YOUR GOAL - Copy the listing below word for word, starting at the line that contains "Place one keypoint on each instance of the wheel" and continuing through the end of the listing, both ends included.

RECORDED INFORMATION -
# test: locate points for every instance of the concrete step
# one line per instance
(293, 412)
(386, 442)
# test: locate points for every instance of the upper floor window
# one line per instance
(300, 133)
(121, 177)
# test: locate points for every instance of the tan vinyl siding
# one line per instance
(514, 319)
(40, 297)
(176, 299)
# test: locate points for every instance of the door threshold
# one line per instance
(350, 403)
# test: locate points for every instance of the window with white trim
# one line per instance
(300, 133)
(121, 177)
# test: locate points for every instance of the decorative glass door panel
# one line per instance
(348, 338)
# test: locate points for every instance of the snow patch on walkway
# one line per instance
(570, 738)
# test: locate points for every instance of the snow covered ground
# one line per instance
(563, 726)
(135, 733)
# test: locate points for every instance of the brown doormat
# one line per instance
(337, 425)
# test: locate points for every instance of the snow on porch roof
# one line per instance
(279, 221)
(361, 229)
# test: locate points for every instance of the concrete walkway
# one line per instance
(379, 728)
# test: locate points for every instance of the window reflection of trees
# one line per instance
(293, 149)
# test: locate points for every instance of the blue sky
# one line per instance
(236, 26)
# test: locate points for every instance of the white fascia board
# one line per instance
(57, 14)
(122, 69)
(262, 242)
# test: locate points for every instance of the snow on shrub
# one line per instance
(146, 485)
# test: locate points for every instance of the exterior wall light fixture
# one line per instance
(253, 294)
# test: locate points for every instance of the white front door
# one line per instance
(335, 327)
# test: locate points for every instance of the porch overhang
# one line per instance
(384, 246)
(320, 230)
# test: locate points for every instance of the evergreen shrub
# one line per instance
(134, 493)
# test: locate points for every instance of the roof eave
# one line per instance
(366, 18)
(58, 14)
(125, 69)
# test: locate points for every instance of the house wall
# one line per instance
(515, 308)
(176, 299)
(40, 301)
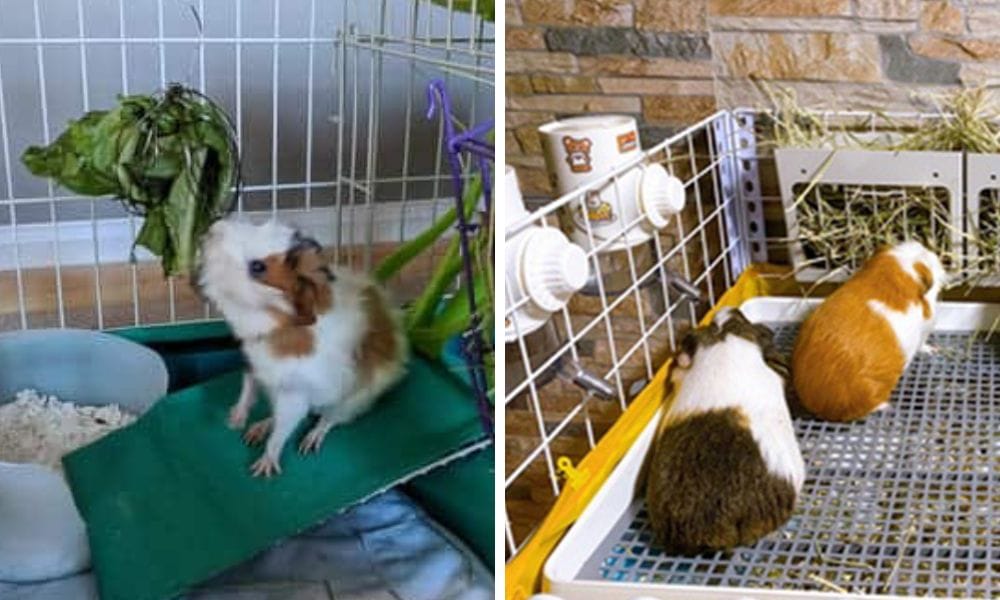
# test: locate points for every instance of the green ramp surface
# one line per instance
(169, 501)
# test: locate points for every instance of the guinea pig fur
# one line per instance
(319, 340)
(852, 350)
(725, 467)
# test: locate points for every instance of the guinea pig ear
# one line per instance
(307, 258)
(304, 295)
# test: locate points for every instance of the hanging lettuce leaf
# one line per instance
(170, 158)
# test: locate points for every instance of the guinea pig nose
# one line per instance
(257, 268)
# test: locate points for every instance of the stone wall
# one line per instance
(669, 62)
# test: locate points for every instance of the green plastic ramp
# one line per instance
(169, 501)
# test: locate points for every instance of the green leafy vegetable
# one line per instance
(171, 158)
(483, 8)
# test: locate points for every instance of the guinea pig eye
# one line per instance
(257, 268)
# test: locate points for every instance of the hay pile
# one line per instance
(841, 225)
(40, 429)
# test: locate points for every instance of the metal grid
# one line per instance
(906, 502)
(328, 98)
(625, 323)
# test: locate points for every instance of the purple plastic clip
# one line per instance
(482, 152)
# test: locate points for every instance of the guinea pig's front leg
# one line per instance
(248, 396)
(288, 409)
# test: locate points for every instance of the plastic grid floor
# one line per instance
(904, 502)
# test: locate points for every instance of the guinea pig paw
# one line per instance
(265, 467)
(258, 432)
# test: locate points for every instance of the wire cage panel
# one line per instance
(903, 503)
(570, 380)
(328, 99)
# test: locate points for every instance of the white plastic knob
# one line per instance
(661, 195)
(554, 269)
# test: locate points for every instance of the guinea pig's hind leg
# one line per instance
(248, 396)
(289, 410)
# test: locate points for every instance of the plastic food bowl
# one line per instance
(44, 537)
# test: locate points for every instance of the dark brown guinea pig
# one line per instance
(725, 466)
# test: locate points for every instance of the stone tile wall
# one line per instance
(669, 62)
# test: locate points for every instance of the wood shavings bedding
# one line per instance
(40, 429)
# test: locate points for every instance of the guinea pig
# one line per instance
(852, 350)
(725, 467)
(318, 339)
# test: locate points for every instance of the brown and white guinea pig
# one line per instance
(319, 340)
(725, 467)
(851, 351)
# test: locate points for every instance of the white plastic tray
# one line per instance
(615, 503)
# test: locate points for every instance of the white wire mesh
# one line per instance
(328, 98)
(625, 322)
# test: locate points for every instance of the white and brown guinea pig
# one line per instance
(320, 340)
(725, 468)
(852, 350)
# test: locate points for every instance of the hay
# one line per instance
(840, 226)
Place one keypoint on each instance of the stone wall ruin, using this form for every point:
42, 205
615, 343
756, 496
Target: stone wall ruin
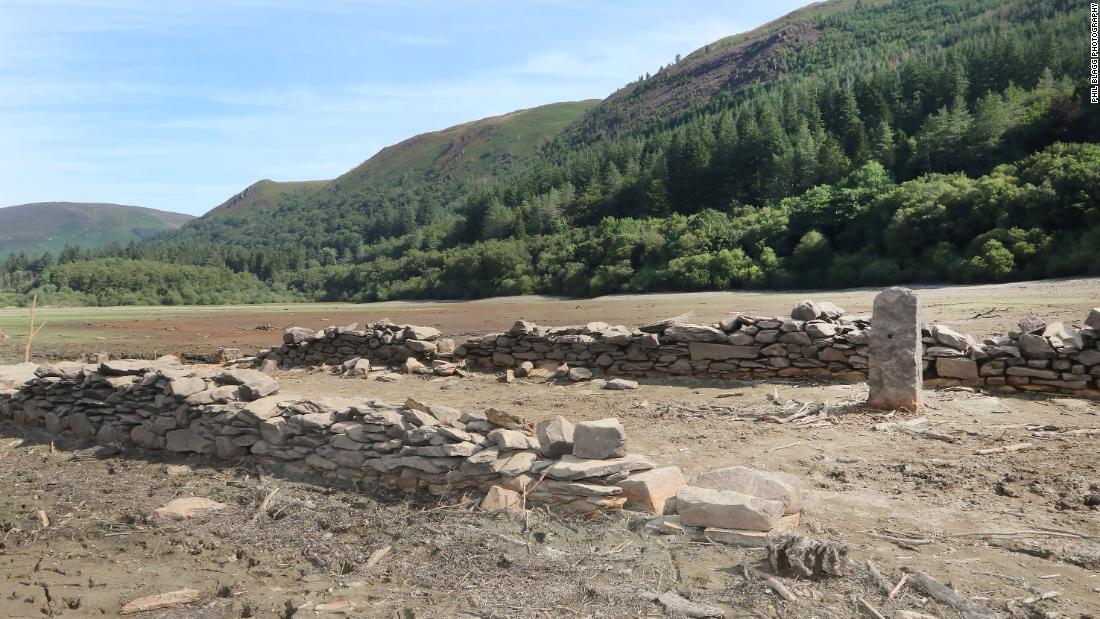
815, 340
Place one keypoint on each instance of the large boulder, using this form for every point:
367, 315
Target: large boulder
1035, 346
600, 440
1093, 319
556, 437
815, 310
694, 333
425, 333
950, 338
957, 367
651, 489
297, 334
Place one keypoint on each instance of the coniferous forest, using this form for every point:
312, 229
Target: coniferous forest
906, 141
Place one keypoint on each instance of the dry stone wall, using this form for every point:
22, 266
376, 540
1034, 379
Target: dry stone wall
383, 343
237, 412
817, 339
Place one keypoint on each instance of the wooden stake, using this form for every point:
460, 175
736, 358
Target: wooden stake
32, 331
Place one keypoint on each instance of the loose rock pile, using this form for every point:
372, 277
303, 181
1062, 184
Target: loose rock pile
816, 340
234, 412
1038, 357
229, 413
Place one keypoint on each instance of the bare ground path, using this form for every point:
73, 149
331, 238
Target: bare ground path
199, 331
312, 545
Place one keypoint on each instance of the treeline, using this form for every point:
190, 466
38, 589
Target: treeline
1040, 218
119, 282
937, 141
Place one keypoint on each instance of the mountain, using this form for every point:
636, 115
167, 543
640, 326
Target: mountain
756, 56
48, 227
849, 143
473, 151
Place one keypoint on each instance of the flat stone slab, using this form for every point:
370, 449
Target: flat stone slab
772, 486
189, 507
746, 538
571, 467
726, 509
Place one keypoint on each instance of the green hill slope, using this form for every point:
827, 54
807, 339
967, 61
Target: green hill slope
473, 151
854, 142
48, 227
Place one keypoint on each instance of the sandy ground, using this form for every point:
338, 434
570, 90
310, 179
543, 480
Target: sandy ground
1015, 531
1001, 529
199, 331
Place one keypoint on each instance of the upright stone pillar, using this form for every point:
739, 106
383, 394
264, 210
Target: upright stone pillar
894, 373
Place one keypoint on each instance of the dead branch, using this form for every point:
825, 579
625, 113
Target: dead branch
1012, 448
264, 505
869, 609
944, 594
878, 577
779, 588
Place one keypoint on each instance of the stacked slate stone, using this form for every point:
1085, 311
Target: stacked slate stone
817, 339
383, 343
153, 405
235, 412
1037, 357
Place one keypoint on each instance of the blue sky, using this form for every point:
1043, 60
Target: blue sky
178, 104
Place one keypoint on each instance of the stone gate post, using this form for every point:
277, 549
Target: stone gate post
894, 374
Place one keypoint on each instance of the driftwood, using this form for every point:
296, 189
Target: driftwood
807, 556
1012, 448
163, 600
869, 609
879, 578
779, 588
945, 595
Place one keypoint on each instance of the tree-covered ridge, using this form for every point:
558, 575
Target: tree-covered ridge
915, 140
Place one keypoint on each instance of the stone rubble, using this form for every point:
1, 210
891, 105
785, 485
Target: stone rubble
229, 413
1038, 357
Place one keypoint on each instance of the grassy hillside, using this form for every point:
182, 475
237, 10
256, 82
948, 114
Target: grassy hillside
48, 227
264, 195
851, 143
473, 151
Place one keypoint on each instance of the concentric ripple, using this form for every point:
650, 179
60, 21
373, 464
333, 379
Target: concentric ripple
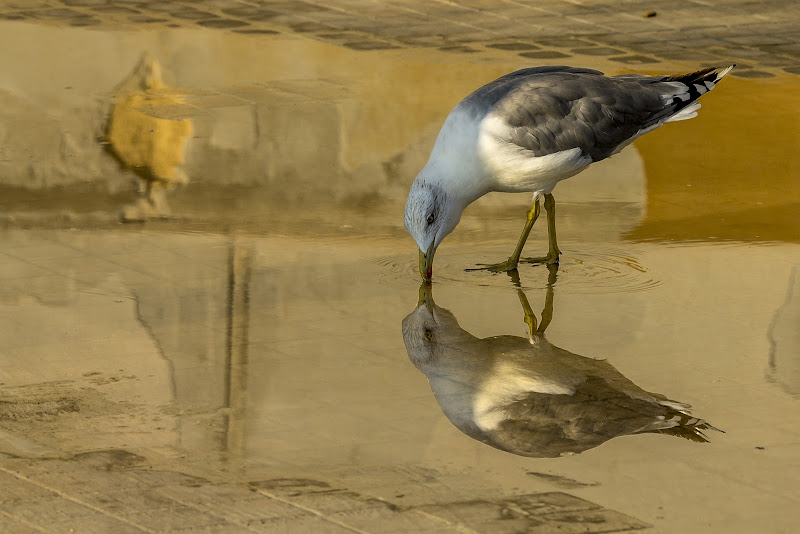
588, 269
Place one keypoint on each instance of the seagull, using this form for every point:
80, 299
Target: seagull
528, 397
530, 129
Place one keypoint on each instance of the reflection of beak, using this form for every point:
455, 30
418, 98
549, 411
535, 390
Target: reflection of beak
426, 296
426, 263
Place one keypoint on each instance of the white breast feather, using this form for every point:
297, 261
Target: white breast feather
515, 169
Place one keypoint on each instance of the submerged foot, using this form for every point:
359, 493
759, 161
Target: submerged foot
550, 259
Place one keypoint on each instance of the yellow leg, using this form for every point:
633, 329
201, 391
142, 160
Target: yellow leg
511, 263
552, 247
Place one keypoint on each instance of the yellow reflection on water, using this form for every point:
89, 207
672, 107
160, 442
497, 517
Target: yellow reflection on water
731, 173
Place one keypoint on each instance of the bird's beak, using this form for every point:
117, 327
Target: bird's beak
426, 263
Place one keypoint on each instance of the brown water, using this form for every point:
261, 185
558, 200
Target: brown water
254, 328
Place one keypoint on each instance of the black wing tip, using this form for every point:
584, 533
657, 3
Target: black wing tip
703, 74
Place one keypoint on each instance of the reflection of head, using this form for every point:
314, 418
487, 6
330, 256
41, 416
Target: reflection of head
532, 399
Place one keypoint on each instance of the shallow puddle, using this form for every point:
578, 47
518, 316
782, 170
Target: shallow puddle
249, 322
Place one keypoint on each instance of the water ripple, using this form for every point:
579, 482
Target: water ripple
589, 270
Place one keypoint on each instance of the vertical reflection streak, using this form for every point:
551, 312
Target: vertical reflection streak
240, 261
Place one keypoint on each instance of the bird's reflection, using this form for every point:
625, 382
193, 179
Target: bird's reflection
529, 397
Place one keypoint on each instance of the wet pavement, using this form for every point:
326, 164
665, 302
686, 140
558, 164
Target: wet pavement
212, 318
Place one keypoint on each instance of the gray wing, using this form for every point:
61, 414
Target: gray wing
559, 108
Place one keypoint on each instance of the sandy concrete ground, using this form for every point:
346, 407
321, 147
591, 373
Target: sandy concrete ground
239, 366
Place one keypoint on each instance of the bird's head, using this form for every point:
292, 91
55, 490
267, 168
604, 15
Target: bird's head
431, 213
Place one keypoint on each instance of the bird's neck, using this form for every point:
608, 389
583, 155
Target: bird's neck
454, 160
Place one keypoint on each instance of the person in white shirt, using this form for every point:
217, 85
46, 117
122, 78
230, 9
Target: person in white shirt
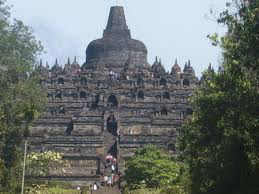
95, 187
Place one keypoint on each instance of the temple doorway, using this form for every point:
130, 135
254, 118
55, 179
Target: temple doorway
112, 101
112, 125
113, 150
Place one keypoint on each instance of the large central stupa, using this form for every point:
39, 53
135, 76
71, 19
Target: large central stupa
116, 45
112, 105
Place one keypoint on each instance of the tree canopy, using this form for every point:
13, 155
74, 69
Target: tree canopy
152, 167
21, 96
220, 140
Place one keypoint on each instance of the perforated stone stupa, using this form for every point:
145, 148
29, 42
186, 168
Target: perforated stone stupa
113, 104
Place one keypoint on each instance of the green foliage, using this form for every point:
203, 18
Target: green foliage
20, 97
42, 164
152, 168
220, 140
42, 189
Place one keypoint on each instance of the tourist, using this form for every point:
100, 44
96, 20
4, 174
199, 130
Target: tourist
105, 180
95, 186
110, 181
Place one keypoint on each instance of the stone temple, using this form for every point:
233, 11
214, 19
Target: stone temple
113, 104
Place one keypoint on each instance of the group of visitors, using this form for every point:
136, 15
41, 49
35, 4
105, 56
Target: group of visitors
110, 176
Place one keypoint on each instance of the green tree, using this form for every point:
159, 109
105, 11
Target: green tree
42, 164
21, 96
220, 140
153, 168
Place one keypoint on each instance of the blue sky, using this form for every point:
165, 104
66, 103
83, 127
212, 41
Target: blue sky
169, 28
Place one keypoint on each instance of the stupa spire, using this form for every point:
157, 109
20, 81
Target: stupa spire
117, 24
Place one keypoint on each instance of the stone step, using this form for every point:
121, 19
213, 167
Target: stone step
107, 190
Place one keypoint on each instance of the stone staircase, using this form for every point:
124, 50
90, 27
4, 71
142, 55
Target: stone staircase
107, 190
109, 141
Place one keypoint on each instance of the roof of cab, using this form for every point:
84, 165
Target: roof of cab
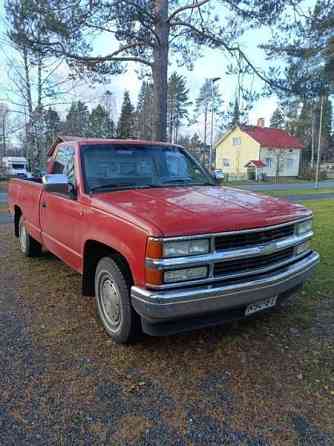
83, 140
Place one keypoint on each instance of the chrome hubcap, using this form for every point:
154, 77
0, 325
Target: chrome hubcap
111, 302
23, 237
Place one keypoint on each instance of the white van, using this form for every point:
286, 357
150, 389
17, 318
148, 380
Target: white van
15, 166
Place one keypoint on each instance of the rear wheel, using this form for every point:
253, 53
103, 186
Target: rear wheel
29, 246
112, 291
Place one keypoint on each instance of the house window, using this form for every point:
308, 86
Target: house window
269, 162
290, 163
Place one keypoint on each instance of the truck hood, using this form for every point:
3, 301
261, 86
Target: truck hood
177, 211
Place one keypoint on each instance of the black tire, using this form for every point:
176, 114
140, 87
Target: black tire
112, 291
29, 246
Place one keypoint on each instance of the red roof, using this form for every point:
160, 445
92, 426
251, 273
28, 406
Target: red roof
273, 138
256, 163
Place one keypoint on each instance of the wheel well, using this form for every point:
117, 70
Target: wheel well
93, 252
17, 216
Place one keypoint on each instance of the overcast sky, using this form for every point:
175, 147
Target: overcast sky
212, 64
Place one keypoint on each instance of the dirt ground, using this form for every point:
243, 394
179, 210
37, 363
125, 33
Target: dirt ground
267, 381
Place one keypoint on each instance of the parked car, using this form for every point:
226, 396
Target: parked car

RESPONSE TO THE TASK -
Place one keypoint on each instance of the wheel well, using this form for every point:
117, 70
Target: wheel well
93, 252
17, 216
Place one keypoint on each instance of the overcast sky, using this form for every point:
175, 147
Target: overcast sky
212, 64
Place one keypoint on each instance of the dirt ground, using this form for every point:
243, 394
179, 210
37, 363
125, 33
Target: dirt ground
267, 381
Place one keypoint on each instance of the parked car, using this form for every point:
226, 396
Target: parked car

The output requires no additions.